▶ _Job_: Could you give every line of the records below as a numbered list, one line per item, with blank lines dropped?

************

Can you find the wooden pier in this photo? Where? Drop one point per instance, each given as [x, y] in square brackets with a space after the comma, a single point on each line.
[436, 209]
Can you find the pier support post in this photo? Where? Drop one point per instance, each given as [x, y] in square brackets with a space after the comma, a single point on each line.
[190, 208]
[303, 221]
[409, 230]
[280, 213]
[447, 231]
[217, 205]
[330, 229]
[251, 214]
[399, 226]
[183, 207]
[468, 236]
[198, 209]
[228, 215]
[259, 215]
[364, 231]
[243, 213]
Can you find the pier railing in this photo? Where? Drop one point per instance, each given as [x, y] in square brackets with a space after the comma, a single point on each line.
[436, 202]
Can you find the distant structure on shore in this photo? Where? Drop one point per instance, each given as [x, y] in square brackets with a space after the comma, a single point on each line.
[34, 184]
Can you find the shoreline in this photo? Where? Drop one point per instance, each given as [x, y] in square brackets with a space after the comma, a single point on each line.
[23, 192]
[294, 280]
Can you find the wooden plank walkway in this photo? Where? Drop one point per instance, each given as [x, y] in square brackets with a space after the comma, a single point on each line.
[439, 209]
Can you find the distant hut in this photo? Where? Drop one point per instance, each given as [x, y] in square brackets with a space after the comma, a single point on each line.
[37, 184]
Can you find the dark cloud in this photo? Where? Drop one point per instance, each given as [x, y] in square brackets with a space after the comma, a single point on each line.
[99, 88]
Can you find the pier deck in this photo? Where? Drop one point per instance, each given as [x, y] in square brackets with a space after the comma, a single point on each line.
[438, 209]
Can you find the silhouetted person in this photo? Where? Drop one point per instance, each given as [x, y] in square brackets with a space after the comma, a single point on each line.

************

▶ _Solution to the exercise_:
1. Can you find the wooden pier in this photo? Where? Drop one point per instance, each given as [x, y] in square brackets with a space after the comma, a single point on each line.
2. [436, 209]
3. Can you find the pier support post in this photo? Where? Drop one point per instance, each given as [x, y] in square brackets with a space after the comma, a single point on each line.
4. [190, 208]
5. [303, 221]
6. [409, 230]
7. [280, 213]
8. [447, 231]
9. [217, 205]
10. [330, 229]
11. [251, 214]
12. [399, 226]
13. [183, 207]
14. [468, 236]
15. [198, 209]
16. [228, 215]
17. [259, 215]
18. [364, 231]
19. [243, 213]
20. Can you find the pier railing in this photo? Where? Drop one point per instance, each given as [x, y] in square brackets with a space after the comma, a single point on each line.
21. [436, 202]
22. Can you find the distant structure on shore in this photo? Where? Drop one point per instance, each given as [x, y] in square brackets with a space after the comma, a single point on each line.
23. [34, 184]
24. Can you find the shoreline in this photo? Where? Drop one point per instance, each given as [x, y] in square brackets with a space after the comma, a single point on each line.
25. [23, 192]
26. [294, 280]
27. Can you find the wooden plank walkway in this photo? Where? Drop one point per instance, each given as [x, y] in square brackets with a space after the comma, a single point on each line.
28. [439, 209]
29. Can you find the distant hut in this photo? Where? Drop one point per instance, each given as [x, y] in square brackets with a space after the comma, a single point on each line.
30. [37, 184]
31. Can you find the dark cloud in this photo? Where? Drop one point per instance, each given as [x, y] in square brackets with a space after the comma, a single point on each line.
32. [99, 88]
33. Can you find the pier deck in this photo? Where? Drop one point per instance, each given as [x, y] in square brackets with a space after the comma, a single point on each line.
34. [438, 209]
35. Can you find the silhouetted person in this photo? Where? Drop one point per instance, each given as [x, y] in square brackets with a space after the comma, a single point on each line.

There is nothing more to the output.